AUFGABE 1:
Fasse im Text über den Anschlag auf Dnipro den Absatz, der mit «Wir werden alle Möglichkeiten nutzen» beginnt, kürzer zusammen und behalte dabei seine wesentlichen Aussagen bei.
AUFGABE 2:
Führe den Text über den Anschlag auf Dnipro im Anschluss an seinen letzten Satz weiter.

VORLIEGENDER TEXT:
Der ukrainische Präsident Wolodimir Zelenski hat am Montag zugesichert, dass die Verantwortlichen für den Anschlag auf ein Wohnhaus in der ostukrainischen Stadt Dnipro vor den Internationalen Strafgerichtshof (IStGH) gestellt werden.
«Es besteht kein Zweifel: Jeder, der an diesem Kriegsverbrechen schuldig ist, wird identifiziert und vor Gericht gestellt werden», sagte er und kündigte an, dass der ukrainische Sicherheitsdienst «bereits damit begonnen hat, Informationen über die russischen Militärs zu sammeln, die diesen Angriff vorbereitet und durchgeführt haben».
«Wir werden alle Möglichkeiten nutzen, sowohl im Inland als auch auf internationaler Ebene, um sicherzustellen, dass alle russischen Mörder, alle diejenigen, die den Befehl zum Raketenterror gegen unser Volk geben und ausführen, vor Gericht gestellt werden», fügte er hinzu und wies darauf hin, dass der jüngste Angriff auf Dnipro «ebenso wie andere ähnliche Angriffe» in die Zuständigkeit des Internationalen Strafgerichtshofs fallen.
In diesem Zusammenhang sagte er, er werde dafür sorgen, dass «sie ihre Strafe verbüßen», da dies «eine grundlegende Aufgabe für die Ukraine und für unsere Partner» sei.

BEIGEFÜGTE AUFLISTUNG:

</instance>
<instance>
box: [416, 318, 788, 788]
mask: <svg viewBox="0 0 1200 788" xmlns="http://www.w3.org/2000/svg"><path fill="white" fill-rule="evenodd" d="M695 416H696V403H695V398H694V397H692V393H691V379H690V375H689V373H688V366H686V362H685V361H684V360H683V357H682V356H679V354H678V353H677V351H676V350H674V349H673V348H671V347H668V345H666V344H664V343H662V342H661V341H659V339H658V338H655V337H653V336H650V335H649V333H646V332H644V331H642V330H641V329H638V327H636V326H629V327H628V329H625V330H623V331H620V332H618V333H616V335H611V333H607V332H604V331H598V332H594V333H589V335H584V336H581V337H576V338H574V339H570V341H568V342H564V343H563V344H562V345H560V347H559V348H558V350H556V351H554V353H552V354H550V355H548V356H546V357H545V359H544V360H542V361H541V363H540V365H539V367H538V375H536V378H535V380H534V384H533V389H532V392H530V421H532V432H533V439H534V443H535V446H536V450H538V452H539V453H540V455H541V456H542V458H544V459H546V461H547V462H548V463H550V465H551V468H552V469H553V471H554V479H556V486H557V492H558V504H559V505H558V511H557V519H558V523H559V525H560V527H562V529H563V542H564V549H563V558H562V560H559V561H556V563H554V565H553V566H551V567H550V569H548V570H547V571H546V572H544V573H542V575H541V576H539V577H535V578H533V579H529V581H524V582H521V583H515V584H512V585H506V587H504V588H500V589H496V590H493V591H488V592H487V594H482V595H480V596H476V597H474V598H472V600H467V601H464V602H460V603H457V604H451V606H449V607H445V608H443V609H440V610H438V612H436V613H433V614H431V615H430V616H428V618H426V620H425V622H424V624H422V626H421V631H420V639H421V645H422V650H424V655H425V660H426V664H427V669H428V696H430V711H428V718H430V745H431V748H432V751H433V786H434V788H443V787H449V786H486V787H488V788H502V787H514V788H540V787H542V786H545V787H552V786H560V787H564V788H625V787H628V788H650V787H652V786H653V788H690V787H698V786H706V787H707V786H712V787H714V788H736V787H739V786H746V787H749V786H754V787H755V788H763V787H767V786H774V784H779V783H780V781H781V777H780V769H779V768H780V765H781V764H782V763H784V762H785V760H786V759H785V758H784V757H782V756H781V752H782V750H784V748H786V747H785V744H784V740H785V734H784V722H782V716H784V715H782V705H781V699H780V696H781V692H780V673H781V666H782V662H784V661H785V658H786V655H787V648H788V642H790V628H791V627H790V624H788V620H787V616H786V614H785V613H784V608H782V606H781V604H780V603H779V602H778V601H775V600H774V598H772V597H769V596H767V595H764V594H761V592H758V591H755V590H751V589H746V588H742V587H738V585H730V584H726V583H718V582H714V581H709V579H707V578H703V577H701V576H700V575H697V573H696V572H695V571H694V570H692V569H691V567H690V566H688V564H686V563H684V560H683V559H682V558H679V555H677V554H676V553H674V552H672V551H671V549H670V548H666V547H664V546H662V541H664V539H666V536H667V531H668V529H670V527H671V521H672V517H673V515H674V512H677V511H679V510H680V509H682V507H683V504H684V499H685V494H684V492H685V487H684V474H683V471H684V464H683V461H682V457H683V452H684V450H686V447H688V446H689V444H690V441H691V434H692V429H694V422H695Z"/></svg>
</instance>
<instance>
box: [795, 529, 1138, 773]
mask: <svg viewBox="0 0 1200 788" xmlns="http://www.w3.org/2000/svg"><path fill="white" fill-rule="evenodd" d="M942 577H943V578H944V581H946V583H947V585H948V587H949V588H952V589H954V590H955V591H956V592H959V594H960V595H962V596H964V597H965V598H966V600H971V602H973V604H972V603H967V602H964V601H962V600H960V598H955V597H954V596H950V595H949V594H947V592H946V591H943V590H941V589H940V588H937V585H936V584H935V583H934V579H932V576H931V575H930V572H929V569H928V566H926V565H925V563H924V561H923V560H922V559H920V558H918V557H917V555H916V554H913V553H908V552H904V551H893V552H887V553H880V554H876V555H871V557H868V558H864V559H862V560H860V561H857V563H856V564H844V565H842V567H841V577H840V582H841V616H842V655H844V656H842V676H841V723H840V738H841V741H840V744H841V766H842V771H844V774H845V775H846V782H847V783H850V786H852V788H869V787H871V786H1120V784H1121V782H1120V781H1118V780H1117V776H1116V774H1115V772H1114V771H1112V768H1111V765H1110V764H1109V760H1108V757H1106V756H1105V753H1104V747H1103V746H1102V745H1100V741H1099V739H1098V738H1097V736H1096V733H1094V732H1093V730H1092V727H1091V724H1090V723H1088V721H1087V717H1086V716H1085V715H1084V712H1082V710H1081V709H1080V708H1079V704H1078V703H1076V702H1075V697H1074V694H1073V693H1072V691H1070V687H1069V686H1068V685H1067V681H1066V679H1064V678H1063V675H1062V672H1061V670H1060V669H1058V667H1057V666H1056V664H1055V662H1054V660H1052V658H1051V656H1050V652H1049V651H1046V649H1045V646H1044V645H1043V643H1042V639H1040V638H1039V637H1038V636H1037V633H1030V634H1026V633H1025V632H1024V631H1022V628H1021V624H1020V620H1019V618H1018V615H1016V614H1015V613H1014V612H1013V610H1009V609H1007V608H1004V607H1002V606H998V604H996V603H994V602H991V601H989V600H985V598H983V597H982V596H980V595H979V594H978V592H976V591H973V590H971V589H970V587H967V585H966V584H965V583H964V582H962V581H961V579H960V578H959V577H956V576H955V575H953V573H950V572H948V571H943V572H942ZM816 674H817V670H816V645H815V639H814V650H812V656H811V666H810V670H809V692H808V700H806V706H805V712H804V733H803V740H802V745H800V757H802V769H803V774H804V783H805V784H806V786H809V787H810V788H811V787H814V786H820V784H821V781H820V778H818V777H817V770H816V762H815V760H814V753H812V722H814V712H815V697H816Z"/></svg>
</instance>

SCHRIFTLICHE ANTWORT 1:
Zelenski kündigte an, alle Möglichkeiten im In- und Ausland zu nutzen, um sämtliche russischen Verantwortlichen für den Raketenterror gegen die ukrainische Bevölkerung vor Gericht zu bringen, und zwar sowohl diejenigen, die die Befehle geben, als auch diejenigen, die sie ausführen. Der jüngste Angriff auf Dnipro falle ebenso wie ähnliche Angriffe in die Zuständigkeit des Internationalen Strafgerichtshofs.

SCHRIFTLICHE ANTWORT 2:
Zelenski forderte im Zusammenhang mit dem Angriff auf Dnipro auch schwere Waffen aus dem Westen und lobte das Vereinigte Königreich für seine Entscheidung, ein Militärhilfepaket mit gepanzerten Fahrzeugen und Artillerie zu schicken.
Der ukrainische Präsident hat daher angedeutet, dass er diese Woche auf diplomatischer Ebene «noch aktiver» sein wird und versicherte, dass die Ukraine auf dem Davoser Forum «gehört werden wird».
Die ukrainischen Behörden erklärten am Montag, dass bei dem russischen Angriff am Wochenende 40 Menschen, darunter drei Kinder, getötet wurden. Darüber hinaus wurden 75 Menschen verletzt, darunter 14 Minderjährige, und mehr als 30 Personen werden vermisst. Die Rettungskräfte konnten etwa 40 Menschen, darunter sechs Kinder, retten.